### EXERCISE OBJECTIVE
Reproduce word for word the part of the text on anti-racist activism in Britain that begins at "According to Inquest" and stops after "to no prosecutions.".

### SELECTED TEXT
Start of Block

In this video, anti-racist activists in Britain talk about the movement that has erupted in response to the murder of George Floyd. Graham Campbell, Kwasi Agyemang-Prempeh, Jas Blackwell-Pal, Jaice Titus and Dalbir Dhillon talk about underlying racism and economic factors, the relationship with the coronavirus pandemic and the importance of collective action and organisation alongside political education in tackling structural and systemic racism, not just individuals’ ideas.
According to Inquest ‘there have been 1741 deaths in police custody or otherwise following contact with the police in England & Wales since 1990’. Yet the Independent Review of Deaths and Serious Incidents in Police Custody found that ‘there has never been a successful prosecution for manslaughter’ (let alone murder) ‘in such cases, despite unlawful killing verdicts in Coroner’s Inquests’. Black and Minority Ethnic (BAME) people are disproportionately likely to be the victims of police violence. It is no coincidence that the United Friends and Families Campaign, which campaigns over deaths in police, prison and psychiatric custody, was originally set up by Black families. There is now a public inquiry into the killing of Sheku Bayoh by Scottish police, which led to no prosecutions.

End of Block

### DATA EXTRACTS
Start of Block

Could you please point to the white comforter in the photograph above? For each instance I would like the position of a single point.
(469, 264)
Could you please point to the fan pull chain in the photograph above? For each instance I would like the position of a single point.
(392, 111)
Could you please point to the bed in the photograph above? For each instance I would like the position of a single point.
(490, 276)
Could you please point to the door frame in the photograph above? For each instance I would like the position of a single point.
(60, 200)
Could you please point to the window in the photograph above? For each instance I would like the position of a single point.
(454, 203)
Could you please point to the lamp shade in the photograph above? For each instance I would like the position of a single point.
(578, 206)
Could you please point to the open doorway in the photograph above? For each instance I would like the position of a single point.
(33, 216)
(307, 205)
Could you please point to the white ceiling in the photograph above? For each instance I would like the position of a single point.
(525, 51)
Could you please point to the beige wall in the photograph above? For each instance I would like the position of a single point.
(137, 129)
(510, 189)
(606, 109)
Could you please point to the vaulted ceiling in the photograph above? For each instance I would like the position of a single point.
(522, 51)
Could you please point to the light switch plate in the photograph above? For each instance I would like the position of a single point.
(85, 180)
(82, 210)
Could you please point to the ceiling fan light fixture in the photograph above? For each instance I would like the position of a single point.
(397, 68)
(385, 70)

End of Block

### RESULT FOR THIS EXERCISE
According to Inquest ‘there have been 1741 deaths in police custody or otherwise following contact with the police in England & Wales since 1990’. Yet the Independent Review of Deaths and Serious Incidents in Police Custody found that ‘there has never been a successful prosecution for manslaughter’ (let alone murder) ‘in such cases, despite unlawful killing verdicts in Coroner’s Inquests’. Black and Minority Ethnic (BAME) people are disproportionately likely to be the victims of police violence. It is no coincidence that the United Friends and Families Campaign, which campaigns over deaths in police, prison and psychiatric custody, was originally set up by Black families. There is now a public inquiry into the killing of Sheku Bayoh by Scottish police, which led to no prosecutions.